Excerpted passage >>
☆ ☆ ☆ ☆ ☆ ☆ ☆

What is in this article?:
- Cotton root rot is a devastating disease that costs farmers thousands of dollars every year.
- After testing several fungicides through subsurface drip irrigation injection for several years, specialists discovered that flutriafol, a fungicide labeled only for soybeans and apples, will control the fungus that causes root rot.
This year they tested a liquid formulation applied at planting in the furrow with a seed firmer (used similar to a pop-up fertilizer application). “We can mix flutriafol with water and put it right into the seed bed, before the seed is covered,” Minzenmayer says. “That technique looks good even at lower rates.”
They say the at-planting, liquid treatment offers farmers who use drip, pivot or flood irrigation, as well as dryland producers, an opportunity to apply the material.
They’ve tested a stem drench, spraying the material at the base of the plant in-season. “We’ve run trials with pivot irrigation and flood irrigation,” Drake says. “We got a response with the pivot, but not flood irrigation.” Isakeit observed disease reduction with stem drenches in dryland cotton in Blacklands and Upper Coast trials. An early timing, weeks before the appearance of disease, was critical for effectiveness. However, this approach is probably not feasible for most growers.
Variable Rate Application technology may play a role, as well. Using infrared imagery or other technology to identify and map root rot hot spots, farmers may be able to apply material just where it’s needed, not to an entire field.
The one drawback to that possibility may be the inconsistency of the disease. “Infection is sometimes hit-or-miss,” Drake says. “We can’t always be sure it will show up in the same place the next year. It’s a fungal disease so it needs to have a susceptible plant and the proper environmental conditions to develop.”
He says it often starts in a circle and moves outward, but plants within the circle are often missed.
Minzenmayer says finding an effective product represents a significant achievement in managing root rot. But they need to refine rates and application techniques before it’s ready for widespread use. “In 2011 we will fine-tune rates and find an effective range.”
Drake says farmers will come up with new ideas on how to apply the material once it’s approved. In the meantime, he recommends patience.
“When we get it labeled, we can refine the delivery method.”

☆ ☆ ☆ ☆ ☆ ☆ ☆

Prompt 1 >>
Answer these questions from the cotton root rot article:
(a) Which crops is flutriafol labeled for?
(b) In the stem drench trials, which type of irrigation produced a response, and which did not?
(c) What does Minzenmayer say they will do in 2011?
Prompt 2 >> Reproduce the passage of the cotton root rot article word for word, beginning at the words "What is in this" and stopping after "causes root rot.".

☆ ☆ ☆ ☆ ☆ ☆ ☆

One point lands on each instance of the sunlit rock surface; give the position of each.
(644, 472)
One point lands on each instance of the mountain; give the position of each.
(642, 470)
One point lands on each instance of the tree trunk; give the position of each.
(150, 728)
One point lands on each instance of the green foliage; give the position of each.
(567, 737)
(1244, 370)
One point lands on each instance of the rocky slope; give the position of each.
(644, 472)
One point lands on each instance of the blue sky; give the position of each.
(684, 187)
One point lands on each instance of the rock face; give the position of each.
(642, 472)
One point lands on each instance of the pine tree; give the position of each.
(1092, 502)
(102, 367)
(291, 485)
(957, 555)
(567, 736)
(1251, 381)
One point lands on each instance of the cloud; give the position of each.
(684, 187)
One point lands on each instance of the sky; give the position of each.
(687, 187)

☆ ☆ ☆ ☆ ☆ ☆ ☆

Task response 1 >>
(a) Soybeans and apples.
(b) Pivot irrigation produced a response. Flood irrigation did not.
(c) Fine-tune rates and find an effective range.

Task response 2 >>
What is in this article?:
- Cotton root rot is a devastating disease that costs farmers thousands of dollars every year.
- After testing several fungicides through subsurface drip irrigation injection for several years, specialists discovered that flutriafol, a fungicide labeled only for soybeans and apples, will control the fungus that causes root rot.